> [What to do]:
**a)** In the polar bear post, where was the award-winning photograph taken?
**b)** Reproduce the whole listing below word for word, from its first line to its last, but leave the picture out.

> [Source extract]:
+---+

Posted by: waterworks | October 26, 2007

Polar bears don’t like water

Arne Naevra has won a 2007 Shell Wildlife Photographer of the Year award with this image of a young polar bear precariously mounted atop a block of seemingly shrinking ice.  The photograph was taken east of Barentsöya island, in the Svalbard archipelago. Klaus Nigge, one of the judges awarding prizes for the One Earth Award category, is reported as saying “it is the simplicity of the message: the last polar bear on the last piece of ice in a time of global warming.”

The polar bear’s status as a reluctant poster-boy (or girl) for climate change has not gone unchallenged in recent weeks.  A UK high court judge has ruled that Al Gore’s film An Inconvenient Truth contains “nine significant errors”, one of which is the suggestion that polar bears are being found that have drowned “swimming long distances to find the ice”.  Summing up the case, Mr Justice Barton ruled that “the only scientific study that either side before me can find is one which indicates that four polar bears have recently been found drowned because of a storm”.

The judge made his remarks when assessing a case brought by Stewart Dimmock, a Kent school governor and a member of a political group, the New Party, who is opposed to a UK government plan to show the film in schools.   However, Mr Dimmock most likely feels let down by Mr Barton’s overall conclusion that the film is “broadly accurate” in its presentation of climate change and “accords with the latest conclusions of the Intergovernmental Panel on Climate Change.”  Which means that polar bears are going to die in significant numbers at some point in the not too distant future as their hunting grounds melt away.

+---+

> [Material]:

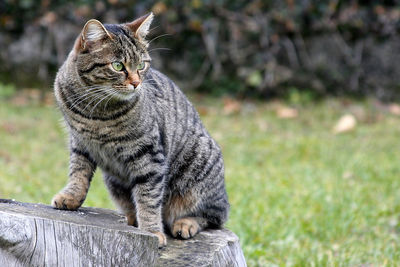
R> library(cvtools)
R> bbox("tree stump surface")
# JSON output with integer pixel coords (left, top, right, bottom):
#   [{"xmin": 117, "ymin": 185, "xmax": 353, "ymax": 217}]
[{"xmin": 0, "ymin": 199, "xmax": 246, "ymax": 267}]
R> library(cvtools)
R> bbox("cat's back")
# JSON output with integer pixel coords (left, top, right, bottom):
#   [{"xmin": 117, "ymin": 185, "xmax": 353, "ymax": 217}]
[{"xmin": 146, "ymin": 69, "xmax": 219, "ymax": 159}]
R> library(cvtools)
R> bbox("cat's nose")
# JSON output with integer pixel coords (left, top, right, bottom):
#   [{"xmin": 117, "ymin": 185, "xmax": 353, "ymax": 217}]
[
  {"xmin": 129, "ymin": 73, "xmax": 140, "ymax": 88},
  {"xmin": 131, "ymin": 80, "xmax": 140, "ymax": 88}
]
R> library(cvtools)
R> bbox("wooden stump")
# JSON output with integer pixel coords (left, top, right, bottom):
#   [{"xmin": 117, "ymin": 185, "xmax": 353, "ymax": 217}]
[{"xmin": 0, "ymin": 199, "xmax": 246, "ymax": 267}]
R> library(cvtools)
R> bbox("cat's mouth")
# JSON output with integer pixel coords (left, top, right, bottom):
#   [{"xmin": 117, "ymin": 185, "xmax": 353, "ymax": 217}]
[{"xmin": 114, "ymin": 84, "xmax": 138, "ymax": 99}]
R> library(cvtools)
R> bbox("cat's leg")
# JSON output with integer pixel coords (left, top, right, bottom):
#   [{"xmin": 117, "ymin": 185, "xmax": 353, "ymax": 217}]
[
  {"xmin": 133, "ymin": 172, "xmax": 167, "ymax": 248},
  {"xmin": 164, "ymin": 158, "xmax": 229, "ymax": 239},
  {"xmin": 51, "ymin": 147, "xmax": 96, "ymax": 210},
  {"xmin": 103, "ymin": 172, "xmax": 138, "ymax": 227}
]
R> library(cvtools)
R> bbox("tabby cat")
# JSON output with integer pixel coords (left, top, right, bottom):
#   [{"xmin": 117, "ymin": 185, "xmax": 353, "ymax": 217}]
[{"xmin": 52, "ymin": 13, "xmax": 229, "ymax": 247}]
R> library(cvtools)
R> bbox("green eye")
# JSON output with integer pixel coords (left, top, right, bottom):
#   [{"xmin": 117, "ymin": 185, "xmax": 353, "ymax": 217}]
[
  {"xmin": 136, "ymin": 62, "xmax": 145, "ymax": 70},
  {"xmin": 111, "ymin": 61, "xmax": 124, "ymax": 71}
]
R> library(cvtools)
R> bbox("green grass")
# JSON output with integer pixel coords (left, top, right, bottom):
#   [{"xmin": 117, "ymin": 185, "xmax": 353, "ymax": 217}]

+---+

> [The results]:
**a)** East of Barentsöya island, in the Svalbard archipelago.

**b)**
R> library(cvtools)
R> bbox("tree stump surface")
# JSON output with integer pixel coords (left, top, right, bottom):
#   [{"xmin": 117, "ymin": 185, "xmax": 353, "ymax": 217}]
[{"xmin": 0, "ymin": 199, "xmax": 246, "ymax": 267}]
R> library(cvtools)
R> bbox("cat's back")
# JSON output with integer pixel coords (left, top, right, bottom):
#   [{"xmin": 117, "ymin": 185, "xmax": 353, "ymax": 217}]
[{"xmin": 146, "ymin": 69, "xmax": 219, "ymax": 159}]
R> library(cvtools)
R> bbox("cat's nose")
# JSON output with integer pixel coords (left, top, right, bottom):
#   [{"xmin": 117, "ymin": 185, "xmax": 353, "ymax": 217}]
[
  {"xmin": 129, "ymin": 73, "xmax": 140, "ymax": 88},
  {"xmin": 131, "ymin": 80, "xmax": 140, "ymax": 88}
]
R> library(cvtools)
R> bbox("wooden stump")
# JSON output with integer pixel coords (left, top, right, bottom):
#   [{"xmin": 117, "ymin": 185, "xmax": 353, "ymax": 217}]
[{"xmin": 0, "ymin": 199, "xmax": 246, "ymax": 267}]
R> library(cvtools)
R> bbox("cat's mouth")
# JSON output with integer pixel coords (left, top, right, bottom):
#   [{"xmin": 117, "ymin": 185, "xmax": 353, "ymax": 217}]
[{"xmin": 114, "ymin": 84, "xmax": 138, "ymax": 99}]
R> library(cvtools)
R> bbox("cat's leg")
# JSON output with integer pixel coords (left, top, right, bottom):
#   [{"xmin": 117, "ymin": 185, "xmax": 353, "ymax": 217}]
[
  {"xmin": 133, "ymin": 172, "xmax": 167, "ymax": 248},
  {"xmin": 164, "ymin": 158, "xmax": 229, "ymax": 239},
  {"xmin": 51, "ymin": 147, "xmax": 96, "ymax": 210},
  {"xmin": 103, "ymin": 172, "xmax": 138, "ymax": 227}
]
R> library(cvtools)
R> bbox("tabby cat")
# JSON output with integer pixel coords (left, top, right, bottom):
#   [{"xmin": 117, "ymin": 185, "xmax": 353, "ymax": 217}]
[{"xmin": 52, "ymin": 13, "xmax": 229, "ymax": 247}]
R> library(cvtools)
R> bbox("green eye")
# JSON output with integer pixel coords (left, top, right, bottom):
#   [{"xmin": 117, "ymin": 185, "xmax": 353, "ymax": 217}]
[
  {"xmin": 136, "ymin": 62, "xmax": 145, "ymax": 70},
  {"xmin": 111, "ymin": 61, "xmax": 124, "ymax": 71}
]
R> library(cvtools)
R> bbox("green grass")
# JSON output with integer pixel coords (left, top, right, bottom):
#   [{"xmin": 117, "ymin": 185, "xmax": 353, "ymax": 217}]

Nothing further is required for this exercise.